• _Passage_:
+ + + + +

# Considering starting Aikido



## TKDHomeSchooler (Dec 5, 2009)

I am considering leaving TKD after I pregress to purple belt, my knees are about shot and I don't want to just stop.

What I am wondering is how do you choose a dojo?  I have looked in my area and I found a set of schools that are run by the same Sensei (Aikido of Plano and Plano Aikido Center), the fee is not all that outrageous, I think I currently pay $130 per 8 week session (Wife actually writes the checks).

I do like that they say you can go to any of their dojos/classes, which adds flexibility and an opportunity to meet more martial artists and learn from many different people.

What I want to know is what else should I be looking for at this dojo?  I know if I walk in and I get a "Cobra Kai" sort of feeling to leave, but how does one evaluate a school?

My current TKD school was a no brainer for me as this school caters to home schoolers and my 4 oldest kids are students, then my Wife joined the adult class offered to the parents, so I joined too so we could all do something together.  But again, my knees are starting to interfere with my forms and progressing.

*Edit: I need to add that I don't want any religious aspect of any martial art I study. I am set with my Christian beleifs, so no chi or Eastern mysticism for me. I just want health and skill development.

+ + + + +

• _Set exercise A_: List the things the Aikido thread says the poster does not want in any martial art he studies.
• _Set exercise B_: In the Aikido thread, what belt does the poster plan to reach before leaving TKD?
• _Set exercise C_: Write a continuation of the Aikido thread from its last line.
The data plays no part in any of this.

Excerpts of pointing data:
+ + + + +

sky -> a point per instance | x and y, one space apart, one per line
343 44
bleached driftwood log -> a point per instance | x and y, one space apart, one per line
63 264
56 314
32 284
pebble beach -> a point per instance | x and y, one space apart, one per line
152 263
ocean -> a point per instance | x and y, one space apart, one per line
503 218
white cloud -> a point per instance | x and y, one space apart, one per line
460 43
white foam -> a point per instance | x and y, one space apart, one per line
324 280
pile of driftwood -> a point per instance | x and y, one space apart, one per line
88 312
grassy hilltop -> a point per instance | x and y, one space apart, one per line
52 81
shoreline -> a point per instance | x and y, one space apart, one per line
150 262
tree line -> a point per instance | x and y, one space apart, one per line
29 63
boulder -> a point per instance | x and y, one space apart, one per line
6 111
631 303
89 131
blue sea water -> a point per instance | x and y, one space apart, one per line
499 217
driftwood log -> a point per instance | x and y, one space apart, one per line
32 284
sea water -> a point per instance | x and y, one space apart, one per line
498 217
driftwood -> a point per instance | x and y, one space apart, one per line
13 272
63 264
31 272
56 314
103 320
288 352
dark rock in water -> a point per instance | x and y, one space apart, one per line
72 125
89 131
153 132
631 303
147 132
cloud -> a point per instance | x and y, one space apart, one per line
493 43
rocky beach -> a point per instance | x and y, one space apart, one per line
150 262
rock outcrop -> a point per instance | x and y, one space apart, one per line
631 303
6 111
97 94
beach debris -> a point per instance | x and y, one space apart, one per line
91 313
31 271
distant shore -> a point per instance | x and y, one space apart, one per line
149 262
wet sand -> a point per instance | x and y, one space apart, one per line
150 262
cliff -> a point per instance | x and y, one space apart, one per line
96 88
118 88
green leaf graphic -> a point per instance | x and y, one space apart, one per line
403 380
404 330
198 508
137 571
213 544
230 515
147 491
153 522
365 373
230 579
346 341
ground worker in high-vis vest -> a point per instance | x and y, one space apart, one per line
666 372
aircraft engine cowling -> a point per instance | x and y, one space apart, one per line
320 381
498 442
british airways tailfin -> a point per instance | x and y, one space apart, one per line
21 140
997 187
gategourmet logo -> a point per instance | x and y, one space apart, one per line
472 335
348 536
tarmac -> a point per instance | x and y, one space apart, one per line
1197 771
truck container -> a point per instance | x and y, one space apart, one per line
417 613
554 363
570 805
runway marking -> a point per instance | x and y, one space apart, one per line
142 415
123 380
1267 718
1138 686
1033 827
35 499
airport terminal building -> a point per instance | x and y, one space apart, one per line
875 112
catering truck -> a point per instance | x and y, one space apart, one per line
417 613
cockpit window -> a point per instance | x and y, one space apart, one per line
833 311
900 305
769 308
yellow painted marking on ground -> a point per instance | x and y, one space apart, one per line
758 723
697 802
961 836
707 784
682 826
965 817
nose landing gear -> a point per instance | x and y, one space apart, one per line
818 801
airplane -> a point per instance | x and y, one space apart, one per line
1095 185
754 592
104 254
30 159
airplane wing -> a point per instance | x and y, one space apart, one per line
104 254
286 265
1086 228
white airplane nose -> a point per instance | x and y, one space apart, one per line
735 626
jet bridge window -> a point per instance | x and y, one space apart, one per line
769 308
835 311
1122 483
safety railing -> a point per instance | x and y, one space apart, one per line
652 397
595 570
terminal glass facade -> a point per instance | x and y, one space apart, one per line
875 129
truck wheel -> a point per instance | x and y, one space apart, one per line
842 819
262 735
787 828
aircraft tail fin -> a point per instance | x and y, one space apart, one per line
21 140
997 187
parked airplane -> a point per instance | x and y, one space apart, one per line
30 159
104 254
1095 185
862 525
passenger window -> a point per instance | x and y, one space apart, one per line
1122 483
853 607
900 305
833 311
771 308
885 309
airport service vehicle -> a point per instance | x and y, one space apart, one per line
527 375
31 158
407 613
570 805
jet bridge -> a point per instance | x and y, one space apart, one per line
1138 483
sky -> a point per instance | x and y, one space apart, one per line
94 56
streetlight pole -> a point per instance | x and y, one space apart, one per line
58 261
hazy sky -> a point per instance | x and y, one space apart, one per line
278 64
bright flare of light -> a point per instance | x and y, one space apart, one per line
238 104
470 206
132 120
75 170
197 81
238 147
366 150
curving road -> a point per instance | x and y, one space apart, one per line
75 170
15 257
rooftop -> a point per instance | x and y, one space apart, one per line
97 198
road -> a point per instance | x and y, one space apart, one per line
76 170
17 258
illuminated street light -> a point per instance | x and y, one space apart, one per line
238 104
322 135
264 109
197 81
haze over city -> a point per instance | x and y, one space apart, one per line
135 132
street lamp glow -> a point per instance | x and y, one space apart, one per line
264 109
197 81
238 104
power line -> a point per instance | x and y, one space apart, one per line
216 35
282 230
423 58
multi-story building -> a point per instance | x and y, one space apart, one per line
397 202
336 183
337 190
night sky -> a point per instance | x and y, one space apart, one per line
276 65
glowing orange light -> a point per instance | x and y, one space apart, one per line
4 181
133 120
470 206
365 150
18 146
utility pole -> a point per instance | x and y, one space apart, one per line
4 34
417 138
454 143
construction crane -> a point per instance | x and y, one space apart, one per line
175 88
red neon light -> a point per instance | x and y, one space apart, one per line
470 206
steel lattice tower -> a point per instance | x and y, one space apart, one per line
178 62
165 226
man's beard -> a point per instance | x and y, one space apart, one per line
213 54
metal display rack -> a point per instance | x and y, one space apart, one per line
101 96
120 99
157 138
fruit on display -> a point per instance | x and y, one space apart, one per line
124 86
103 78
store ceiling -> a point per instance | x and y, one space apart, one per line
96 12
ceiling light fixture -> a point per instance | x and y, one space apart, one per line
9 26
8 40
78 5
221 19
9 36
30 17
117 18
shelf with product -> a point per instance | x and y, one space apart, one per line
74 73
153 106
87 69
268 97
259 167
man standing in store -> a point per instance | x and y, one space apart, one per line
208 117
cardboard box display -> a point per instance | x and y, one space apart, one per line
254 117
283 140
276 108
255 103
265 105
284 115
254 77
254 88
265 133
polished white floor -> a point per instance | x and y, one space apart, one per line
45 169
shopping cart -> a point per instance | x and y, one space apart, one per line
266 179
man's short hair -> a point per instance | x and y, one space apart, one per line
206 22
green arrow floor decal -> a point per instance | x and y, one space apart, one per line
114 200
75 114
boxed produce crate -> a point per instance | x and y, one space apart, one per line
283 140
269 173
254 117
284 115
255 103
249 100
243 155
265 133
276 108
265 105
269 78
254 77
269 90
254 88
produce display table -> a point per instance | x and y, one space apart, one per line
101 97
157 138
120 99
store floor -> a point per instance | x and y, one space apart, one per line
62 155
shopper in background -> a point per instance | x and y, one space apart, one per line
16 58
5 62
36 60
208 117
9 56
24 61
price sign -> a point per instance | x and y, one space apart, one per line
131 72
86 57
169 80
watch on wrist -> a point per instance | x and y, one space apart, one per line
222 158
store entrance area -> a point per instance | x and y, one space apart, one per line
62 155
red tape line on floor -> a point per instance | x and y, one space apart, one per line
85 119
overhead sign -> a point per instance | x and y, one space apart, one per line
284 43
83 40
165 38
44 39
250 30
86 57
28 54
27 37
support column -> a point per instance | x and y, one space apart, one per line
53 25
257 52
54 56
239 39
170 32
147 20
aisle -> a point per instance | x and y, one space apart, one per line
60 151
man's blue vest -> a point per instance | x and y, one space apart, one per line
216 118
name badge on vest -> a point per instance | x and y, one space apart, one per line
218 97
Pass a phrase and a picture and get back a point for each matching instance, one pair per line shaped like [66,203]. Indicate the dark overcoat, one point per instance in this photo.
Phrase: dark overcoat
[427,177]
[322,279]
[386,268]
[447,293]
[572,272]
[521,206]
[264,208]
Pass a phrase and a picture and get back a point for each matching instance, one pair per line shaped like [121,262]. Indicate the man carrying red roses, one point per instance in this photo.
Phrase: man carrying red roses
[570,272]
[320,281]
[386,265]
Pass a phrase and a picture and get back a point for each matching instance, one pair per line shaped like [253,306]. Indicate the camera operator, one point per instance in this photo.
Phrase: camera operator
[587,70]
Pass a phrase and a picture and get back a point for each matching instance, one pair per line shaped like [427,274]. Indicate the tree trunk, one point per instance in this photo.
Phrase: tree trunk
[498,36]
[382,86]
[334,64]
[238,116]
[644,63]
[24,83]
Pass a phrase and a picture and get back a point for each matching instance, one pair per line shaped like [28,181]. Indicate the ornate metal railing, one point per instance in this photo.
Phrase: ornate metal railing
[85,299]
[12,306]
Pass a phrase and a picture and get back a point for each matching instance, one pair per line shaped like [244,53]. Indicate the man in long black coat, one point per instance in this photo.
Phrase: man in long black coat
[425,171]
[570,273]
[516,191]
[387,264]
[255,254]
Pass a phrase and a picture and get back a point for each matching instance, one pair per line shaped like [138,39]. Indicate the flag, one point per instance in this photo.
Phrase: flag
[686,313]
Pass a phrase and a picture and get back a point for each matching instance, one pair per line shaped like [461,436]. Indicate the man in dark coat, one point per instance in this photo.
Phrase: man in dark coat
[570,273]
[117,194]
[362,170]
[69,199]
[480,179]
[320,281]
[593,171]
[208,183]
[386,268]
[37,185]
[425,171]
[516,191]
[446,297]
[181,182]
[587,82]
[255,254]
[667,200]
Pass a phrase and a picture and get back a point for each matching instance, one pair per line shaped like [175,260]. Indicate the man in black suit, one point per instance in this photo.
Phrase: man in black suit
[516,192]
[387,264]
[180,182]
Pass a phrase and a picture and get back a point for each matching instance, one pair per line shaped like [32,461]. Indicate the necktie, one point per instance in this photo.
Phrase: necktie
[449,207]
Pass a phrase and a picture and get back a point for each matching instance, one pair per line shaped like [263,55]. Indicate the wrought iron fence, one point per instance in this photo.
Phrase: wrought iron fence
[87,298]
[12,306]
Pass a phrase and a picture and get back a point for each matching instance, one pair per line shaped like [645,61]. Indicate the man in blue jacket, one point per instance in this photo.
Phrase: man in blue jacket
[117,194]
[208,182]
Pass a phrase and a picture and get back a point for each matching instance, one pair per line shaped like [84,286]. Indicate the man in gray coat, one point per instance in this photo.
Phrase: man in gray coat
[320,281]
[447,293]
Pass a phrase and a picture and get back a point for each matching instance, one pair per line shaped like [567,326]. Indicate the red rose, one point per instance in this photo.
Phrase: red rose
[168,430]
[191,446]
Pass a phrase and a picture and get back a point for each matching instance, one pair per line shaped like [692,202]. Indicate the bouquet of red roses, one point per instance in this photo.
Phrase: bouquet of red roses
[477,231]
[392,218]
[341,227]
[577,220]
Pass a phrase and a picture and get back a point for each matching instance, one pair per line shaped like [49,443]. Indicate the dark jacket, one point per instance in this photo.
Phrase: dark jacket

+ + + + +

• _Exercise output A_: Any religious aspect, chi, and Eastern mysticism.

• _Exercise output B_: Purple belt.

• _Exercise output C_:
----------



## jks9199 (Dec 5, 2009)

The chi concept is an integral part of aikido -- but you don't have to view it as some sort of mystical/religious thing.  Just view it as a tool to help you visualize and achieve the desired effect.  I posted about this recently in another thread...  Often aikido and internal arts will tell students to "project their energy" as they reach out, or "extend to the horizon."  I've noticed that when I reach out, there's an unconcious or automatic stop or counter-motion at "full extension."  But, if it extend through the technique -- not stretch, it's not the same -- there is a very subtle difference in the alignment of my arm muscles and bones.  (Give it a try... reach out as far as you can... and then relax.  Then reach out again, but think of brushing your fingernails against the opposite wall.  Maybe you'll see what I mean.)

Beyond that... what are you really looking for out of aikido?  Self defense skills, something to do, or what?  That'll shape what you want in a dojo.


----------



## TKDHomeSchooler (Dec 5, 2009)

jks9199 said:


> Beyond that... what are you really looking for out of aikido?  Self defense skills, something to do, or what?  That'll shape what you want in a dojo.



I am looking to continue to develop tools for self defense, to continue to have an outlet for exercise outside of treadmill/weights.  I would really prefer to stick where I am in TKD but last Thursday during a light sparring match I felt my left knee start to hurt and feel week (I sprained my MCL last session and took a 8 week session off to rehab it), so I am looking for a MA that will be sufficient for SD and increased strength, but not tweak my knees and cause me to sit out too much.

I also forgot to mention I am not that flexible in the quads, very tight hamstrings, and I am a big guy who fights squared off (makes for a real fun sparring match with my instructor :wink2


----------



## seasoned (Dec 5, 2009)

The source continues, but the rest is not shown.